SOURCE DOCUMENT:
<<<<

Figure 3 c is smaller than a and b.

For the univariable and multivariable anaysis please add the ref groups for each variable tested.

Abbrev must be explained in the captions of all tables and figures so that they are self standing a can be understood without having to read all the paper. please provide the brief description of the groups as well (ex: Group A: patients with liver metastases only, Group B etc etc).

Add that you used Chi Square test in mat and methods.

 

This manuscript is a resubmission of an earlier submission. The following is a list of the peer review reports and author responses from that submission.


Round 1

Reviewer 1 Report

The authors performed a retrospective chart review of 186 patients with intrahepatic cholangiocarcinoma. Their aim was to compare patients with bone metastases against those who have intrahepatic metastases only. They find no difference in progression-free survival, but a difference in overall survival. Given the short survival of 4 months with bone metastases, they reflect on the futility of chemotherapy and conclude that palliative care should be recommended.  They also analyze the cases based on ECOG performance status and find that lower PS is associated with earlier death, especially for more advanced stages of disease.

 

 

MAJOR POINTS

 

Intrahepatic multifocal disease is AJCC/UICC category T2, stage II disease while bone metastases are category M1, stage IV.   That distant mets are an adverse prognostic factor is well known for all cancer types  and probably does not need to be demonstrated again. If it does, this would be better accomplished with large population-level database studies rather than single-institution experience.

>>>>

QUESTIONS ON THE MATERIAL:
**1)** From the peer review comments, return the stretch from "Figure 3 c is" through "from that submission." word for word.
**2)** Condense the paragraph in the peer review comments that begins "The authors performed a retrospective chart review" into a short bulleted list, keeping its main facts.
**3)** According to the peer review comments, how many patients with intrahepatic cholangiocarcinoma were included in the chart review?

DATA PROVIDED:
<<<<

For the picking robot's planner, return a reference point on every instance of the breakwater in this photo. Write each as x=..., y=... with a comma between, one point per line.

>>>>
<<<<

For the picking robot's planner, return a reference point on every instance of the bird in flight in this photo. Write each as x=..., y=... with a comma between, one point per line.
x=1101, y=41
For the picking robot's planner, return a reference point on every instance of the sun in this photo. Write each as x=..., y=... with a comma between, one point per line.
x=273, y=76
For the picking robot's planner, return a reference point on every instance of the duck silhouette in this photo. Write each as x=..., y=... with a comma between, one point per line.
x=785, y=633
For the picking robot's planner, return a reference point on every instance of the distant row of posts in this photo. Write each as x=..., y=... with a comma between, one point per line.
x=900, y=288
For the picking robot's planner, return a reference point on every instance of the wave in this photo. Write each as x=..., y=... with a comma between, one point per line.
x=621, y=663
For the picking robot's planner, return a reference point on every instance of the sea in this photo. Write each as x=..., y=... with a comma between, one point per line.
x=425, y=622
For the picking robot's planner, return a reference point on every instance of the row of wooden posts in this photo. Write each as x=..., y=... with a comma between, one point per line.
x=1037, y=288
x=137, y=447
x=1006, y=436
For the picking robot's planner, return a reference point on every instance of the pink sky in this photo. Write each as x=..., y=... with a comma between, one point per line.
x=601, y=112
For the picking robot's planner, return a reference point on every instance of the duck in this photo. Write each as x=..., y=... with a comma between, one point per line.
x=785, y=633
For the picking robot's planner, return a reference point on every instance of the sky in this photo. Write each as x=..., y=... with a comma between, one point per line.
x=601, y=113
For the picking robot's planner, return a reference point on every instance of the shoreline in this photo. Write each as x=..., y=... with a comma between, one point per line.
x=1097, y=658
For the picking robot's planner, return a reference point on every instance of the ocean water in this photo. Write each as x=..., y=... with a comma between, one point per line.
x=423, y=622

>>>>

ANSWER LIST:
**1)**
Figure 3 c is smaller than a and b.

For the univariable and multivariable anaysis please add the ref groups for each variable tested.

Abbrev must be explained in the captions of all tables and figures so that they are self standing a can be understood without having to read all the paper. please provide the brief description of the groups as well (ex: Group A: patients with liver metastases only, Group B etc etc).

Add that you used Chi Square test in mat and methods.

 

This manuscript is a resubmission of an earlier submission. The following is a list of the peer review reports and author responses from that submission.

**2)**
- Retrospective chart review of 186 patients with intrahepatic cholangiocarcinoma
- Aim: compare patients with bone metastases against those with intrahepatic metastases only
- Findings: no difference in progression-free survival, but a difference in overall survival
- Because survival with bone metastases is only 4 months, the authors reflect on the futility of chemotherapy and conclude that palliative care should be recommended.
- ECOG performance status analysis: lower PS is associated with earlier death, especially in more advanced stages of disease.

**3)** 186 patients.